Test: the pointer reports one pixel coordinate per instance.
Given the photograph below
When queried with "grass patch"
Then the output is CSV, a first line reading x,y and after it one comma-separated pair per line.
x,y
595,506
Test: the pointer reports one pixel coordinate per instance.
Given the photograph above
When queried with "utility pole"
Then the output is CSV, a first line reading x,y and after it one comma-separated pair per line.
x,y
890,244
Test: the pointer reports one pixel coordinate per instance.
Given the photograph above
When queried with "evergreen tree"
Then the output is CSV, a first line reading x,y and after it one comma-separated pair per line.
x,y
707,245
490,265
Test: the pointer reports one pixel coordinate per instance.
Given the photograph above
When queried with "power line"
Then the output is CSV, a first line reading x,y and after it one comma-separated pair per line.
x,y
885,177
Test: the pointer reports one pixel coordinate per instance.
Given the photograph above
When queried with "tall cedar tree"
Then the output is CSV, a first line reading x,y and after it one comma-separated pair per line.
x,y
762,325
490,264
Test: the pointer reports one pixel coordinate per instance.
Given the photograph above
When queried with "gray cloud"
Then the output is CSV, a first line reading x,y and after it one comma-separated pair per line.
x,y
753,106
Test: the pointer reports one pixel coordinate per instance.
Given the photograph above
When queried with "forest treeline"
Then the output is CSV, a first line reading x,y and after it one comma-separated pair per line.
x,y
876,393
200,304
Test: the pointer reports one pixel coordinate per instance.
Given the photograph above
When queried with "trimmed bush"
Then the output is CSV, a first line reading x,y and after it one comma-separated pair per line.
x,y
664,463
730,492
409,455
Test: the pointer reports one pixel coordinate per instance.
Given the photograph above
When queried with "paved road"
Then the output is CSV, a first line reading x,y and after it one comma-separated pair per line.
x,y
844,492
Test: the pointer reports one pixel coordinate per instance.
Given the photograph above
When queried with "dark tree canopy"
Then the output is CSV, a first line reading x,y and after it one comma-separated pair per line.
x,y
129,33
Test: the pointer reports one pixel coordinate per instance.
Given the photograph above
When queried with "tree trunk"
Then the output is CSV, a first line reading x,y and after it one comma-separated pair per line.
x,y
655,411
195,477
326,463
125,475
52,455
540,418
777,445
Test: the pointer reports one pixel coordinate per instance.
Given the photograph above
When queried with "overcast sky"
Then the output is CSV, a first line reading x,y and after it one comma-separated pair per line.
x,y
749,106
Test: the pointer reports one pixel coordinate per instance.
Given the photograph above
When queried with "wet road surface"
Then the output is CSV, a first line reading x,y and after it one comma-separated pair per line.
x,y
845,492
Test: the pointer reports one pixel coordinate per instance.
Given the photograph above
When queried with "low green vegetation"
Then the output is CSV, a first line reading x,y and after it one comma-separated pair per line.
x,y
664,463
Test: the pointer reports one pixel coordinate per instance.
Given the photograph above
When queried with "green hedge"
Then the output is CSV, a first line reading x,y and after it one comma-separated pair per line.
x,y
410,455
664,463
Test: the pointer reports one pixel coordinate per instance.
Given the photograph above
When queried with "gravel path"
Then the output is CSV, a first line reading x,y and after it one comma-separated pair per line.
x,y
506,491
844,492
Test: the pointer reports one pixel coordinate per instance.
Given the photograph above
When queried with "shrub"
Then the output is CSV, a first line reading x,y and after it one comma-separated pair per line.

▬▬▬

Every entry above has to be returned exactly as written.

## Answer:
Test: the pointer reports one pixel coordinate per instance.
Given the photograph below
When queried with "grass patch"
Then the output is CSV, a first line reading x,y and after it one comma-separated pair per line.
x,y
595,506
Test: the pointer reports one pixel coordinate per instance.
Given the photograph above
When queried with "utility pole"
Then the output is CSV, a first line reading x,y and after it one comma-separated pair per line.
x,y
890,244
Test: the pointer reports one pixel coordinate per instance.
Given the photograph above
When queried with "evergreen tree"
Then the output is CSV, a first line reading x,y and after it one comma-separated pair per line.
x,y
707,245
490,265
Test: the pointer reports one pixel coordinate per instance.
Given the photograph above
When queried with "power line"
Then the output is CSV, a first line reading x,y and after it one comma-separated pair per line.
x,y
885,177
Test: the pointer reports one pixel coordinate per instance.
Given the photograph above
When queried with "tall cedar tree"
Then the output is CSV, a first line reading x,y and after it one comma-separated pair per line.
x,y
762,325
490,264
Test: the pointer reports one pixel coordinate per instance.
Given the photograph above
When queried with "gray cloud"
Then the output is CSV, a first line reading x,y and after it one comma-separated pair per line.
x,y
753,106
Test: the pointer reports one pixel coordinate per instance.
Given the photograph above
When queried with "forest treeline"
Then the output is CSV, a first line reading x,y and after it one comma-separated pair per line.
x,y
876,393
200,304
Test: the pointer reports one pixel coordinate per instance.
Given the photograph above
When queried with "trimmed bush"
Then the output is CSV, a first line reading x,y and after it one comma-separated pair per line.
x,y
664,463
730,492
409,455
Test: the pointer reports one pixel coordinate per instance.
Given the photograph above
When queried with "paved road"
Then the output is CSV, a first line reading x,y and after it one comma-separated pair per line.
x,y
844,492
Test: the pointer reports one pixel coordinate per instance.
Given the photograph above
When queried with "dark tree canopy"
Then the output is CSV, a first line reading x,y and after it one comma-separated pair per line.
x,y
129,33
Test: the pointer reports one pixel coordinate per instance.
Given the photograph above
When queried with "tree trunk"
Then the output is CSV, a first line reading x,y and after it one comma-separated pair per line.
x,y
655,411
195,477
326,463
125,475
52,455
540,418
777,445
Test: the pointer reports one pixel coordinate per instance.
Given the photograph above
When queried with "overcast sky"
Then the output is CSV, a first line reading x,y and after it one comma-separated pair per line.
x,y
749,106
Test: the pointer reports one pixel coordinate per instance.
Given the photograph above
When queried with "wet road surface"
Then the output is CSV, a first line reading x,y and after it one comma-separated pair per line.
x,y
845,492
Test: the pointer reports one pixel coordinate per instance.
Given the photograph above
When queried with "low green vegetation"
Then the output is CSV, a first line reading x,y and after it one comma-separated pair per line.
x,y
664,463
Test: the pointer reports one pixel coordinate per instance.
Given the photograph above
When queried with "green hedge"
Then the output is CSV, a first line reading x,y and after it one comma-separated pair per line.
x,y
410,455
664,463
Test: the pointer reports one pixel coordinate per instance.
Given the photograph above
When queried with "gravel path"
Then the output is CSV, a first line reading x,y and after it one comma-separated pair per line.
x,y
506,491
844,492
Test: the pointer reports one pixel coordinate per instance.
Given the photograph above
When queried with "shrub"
Then the output is CSV, a first line reading x,y and after it one comma-separated pair per line.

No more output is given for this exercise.